◆ EXERCISE DIRECTIONS
Rewrite every line of the material below, adding 56 to each box coordinate in the answers and leaving everything else unchanged.

◆ INFORMATION SHOWN
◆ ◆ ◆ ◆ ◆ ◆ ◆

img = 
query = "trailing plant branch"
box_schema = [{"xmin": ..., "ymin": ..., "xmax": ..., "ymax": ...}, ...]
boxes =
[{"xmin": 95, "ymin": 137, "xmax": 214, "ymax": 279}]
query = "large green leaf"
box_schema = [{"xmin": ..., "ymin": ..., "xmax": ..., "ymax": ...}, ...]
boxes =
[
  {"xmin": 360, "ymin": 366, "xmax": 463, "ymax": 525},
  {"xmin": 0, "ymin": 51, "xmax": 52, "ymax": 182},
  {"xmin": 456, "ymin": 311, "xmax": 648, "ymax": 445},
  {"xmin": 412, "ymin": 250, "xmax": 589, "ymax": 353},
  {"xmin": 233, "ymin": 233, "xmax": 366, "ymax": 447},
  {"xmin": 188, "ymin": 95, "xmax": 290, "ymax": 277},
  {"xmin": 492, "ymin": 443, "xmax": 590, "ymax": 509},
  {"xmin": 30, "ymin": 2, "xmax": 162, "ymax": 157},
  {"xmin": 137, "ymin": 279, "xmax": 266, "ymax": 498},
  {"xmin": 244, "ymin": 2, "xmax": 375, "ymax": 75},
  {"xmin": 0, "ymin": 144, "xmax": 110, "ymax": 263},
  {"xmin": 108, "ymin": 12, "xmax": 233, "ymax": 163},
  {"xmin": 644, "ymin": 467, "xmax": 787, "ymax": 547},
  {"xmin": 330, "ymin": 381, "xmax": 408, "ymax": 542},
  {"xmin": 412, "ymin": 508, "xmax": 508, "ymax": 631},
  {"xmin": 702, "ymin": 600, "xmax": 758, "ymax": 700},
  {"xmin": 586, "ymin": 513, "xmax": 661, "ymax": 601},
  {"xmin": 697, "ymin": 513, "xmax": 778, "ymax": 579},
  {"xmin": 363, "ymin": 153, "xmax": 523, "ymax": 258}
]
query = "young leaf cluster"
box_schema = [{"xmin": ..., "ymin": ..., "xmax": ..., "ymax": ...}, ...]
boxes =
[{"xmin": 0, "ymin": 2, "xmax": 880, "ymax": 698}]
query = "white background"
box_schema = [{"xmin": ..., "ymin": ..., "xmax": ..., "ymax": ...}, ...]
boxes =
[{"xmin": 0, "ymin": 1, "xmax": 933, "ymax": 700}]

◆ ◆ ◆ ◆ ◆ ◆ ◆

◆ REPLY
img = 
query = "trailing plant branch"
box_schema = [{"xmin": ..., "ymin": ..., "xmax": ..., "ymax": ...}, ...]
boxes =
[{"xmin": 151, "ymin": 193, "xmax": 270, "ymax": 335}]
query = "large green leaf"
box_schema = [{"xmin": ..., "ymin": ..., "xmax": ..., "ymax": ...}, ...]
boxes =
[
  {"xmin": 416, "ymin": 422, "xmax": 519, "ymax": 581},
  {"xmin": 56, "ymin": 107, "xmax": 108, "ymax": 238},
  {"xmin": 512, "ymin": 367, "xmax": 704, "ymax": 501},
  {"xmin": 468, "ymin": 306, "xmax": 645, "ymax": 409},
  {"xmin": 289, "ymin": 289, "xmax": 422, "ymax": 503},
  {"xmin": 244, "ymin": 151, "xmax": 346, "ymax": 333},
  {"xmin": 548, "ymin": 499, "xmax": 646, "ymax": 565},
  {"xmin": 86, "ymin": 58, "xmax": 218, "ymax": 213},
  {"xmin": 193, "ymin": 335, "xmax": 322, "ymax": 554},
  {"xmin": 300, "ymin": 58, "xmax": 431, "ymax": 131},
  {"xmin": 56, "ymin": 200, "xmax": 166, "ymax": 319},
  {"xmin": 164, "ymin": 68, "xmax": 289, "ymax": 219},
  {"xmin": 700, "ymin": 523, "xmax": 843, "ymax": 603},
  {"xmin": 386, "ymin": 437, "xmax": 464, "ymax": 598},
  {"xmin": 468, "ymin": 564, "xmax": 564, "ymax": 687},
  {"xmin": 758, "ymin": 656, "xmax": 814, "ymax": 756},
  {"xmin": 642, "ymin": 569, "xmax": 717, "ymax": 657},
  {"xmin": 753, "ymin": 569, "xmax": 834, "ymax": 635},
  {"xmin": 419, "ymin": 209, "xmax": 579, "ymax": 314}
]
query = "young leaf cluster"
box_schema = [{"xmin": ..., "ymin": ..., "xmax": ..., "ymax": ...}, ...]
boxes =
[{"xmin": 56, "ymin": 58, "xmax": 936, "ymax": 754}]
query = "white background"
box_schema = [{"xmin": ..., "ymin": ..., "xmax": ..., "ymax": ...}, ...]
boxes =
[{"xmin": 56, "ymin": 57, "xmax": 989, "ymax": 756}]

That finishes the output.